** Arbeitsauftrag A **
Gib aus dem Bericht aus Kalkutta den Abschnitt von „Presseberichte“ bis „andere als selbstverständlich!“ wortgetreu aus.
** Arbeitsauftrag B **
Wie viele Patientinnen sind laut dem Bericht aus Kalkutta derzeit im Haus?
** Arbeitsauftrag C **
Schreibe den Bericht aus Kalkutta im Anschluss an seinen letzten Satz weiter.

** Seitentext **
"""
Presseberichte

Neues aus Kalkutta - Dr. Vogt berichtet über die aktuelle Situation in Zeiten von Corona

Ich bedanke mich vielmals für Ihre Hilfe! Das ist alles andere als selbstverständlich!

Derzeit haben wir rund 30 Patientinnen im Haus. Wir erlauben keine stationäre Aufnahme neuer Patientinnen und entlassen auch nicht. In den muslimischen Ghettos rund um das St. Thomas Home gibt es jetzt viele Corona- Viruserkrankungen, Menschen sterben, und die Polizei und Militär riegeln die Ghettos hermetisch ab. Gestern kam es zu einer Straßenschlacht zwischen Bewohnern der Ghettos und der Polizei hier in unserer Straße, der Belilious Road. Die Polizisten mussten fliehen. Früher waren die Polizisten nur mit Knüppeln unterwegs, seit heute haben sie nun Gewehre.
"""
** Bereitgestelltes Material **
"""
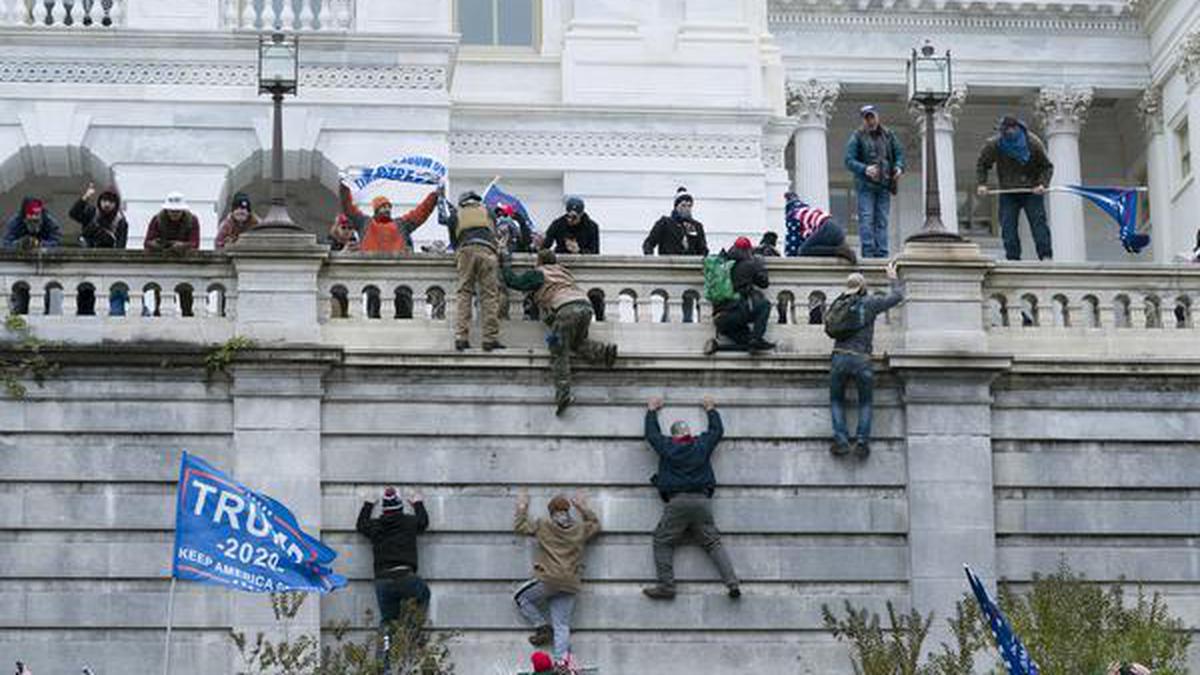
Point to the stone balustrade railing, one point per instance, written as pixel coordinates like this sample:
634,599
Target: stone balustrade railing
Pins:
63,13
649,305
"""
** Antwortfeld A **
Presseberichte

Neues aus Kalkutta - Dr. Vogt berichtet über die aktuelle Situation in Zeiten von Corona

Ich bedanke mich vielmals für Ihre Hilfe! Das ist alles andere als selbstverständlich!

** Antwortfeld B **
Rund 30 Patientinnen.

** Antwortfeld C **
Wir versuchen, in dem wir niemanden `rein oder `raus lassen, die hier versorgten Patientinnen vor einer Ansteckung zu schützen. Viele sind schon durch die Tuberkulose kurzatmig und würden eine zusätzliche Virusinfektion nicht überleben. Aber natürlich geht bestimmtes Personal hier `rein und `raus, zum Beispiel die Küchendamen und natürlich auch die Krankenschwestern. In Zeiten der Ausgangssperre ist es selbst für unsere Krankenschwestern nicht einfach, hierher zu kommen. Sie müssen die Straßensperren in ihrer Schwesternkleidung und mit einem Ausweis passieren. Wir holen Sie mit einem Krankenwagen zu Hause ab und fahren Sie zu uns, weil Krankenwagen normalerweise Straßensperren passieren dürfen. Dafür bleiben die Schwestern dann für drei oder vier Tage am Stück im Haus, richten es sich hier also auch für die Nacht etwas ein, und werden dann wieder zurückgefahren, wenn auch die neue Schicht hierhergefahren wird. Sie sind alle sehr tapfer und machen das Beste aus der Situation.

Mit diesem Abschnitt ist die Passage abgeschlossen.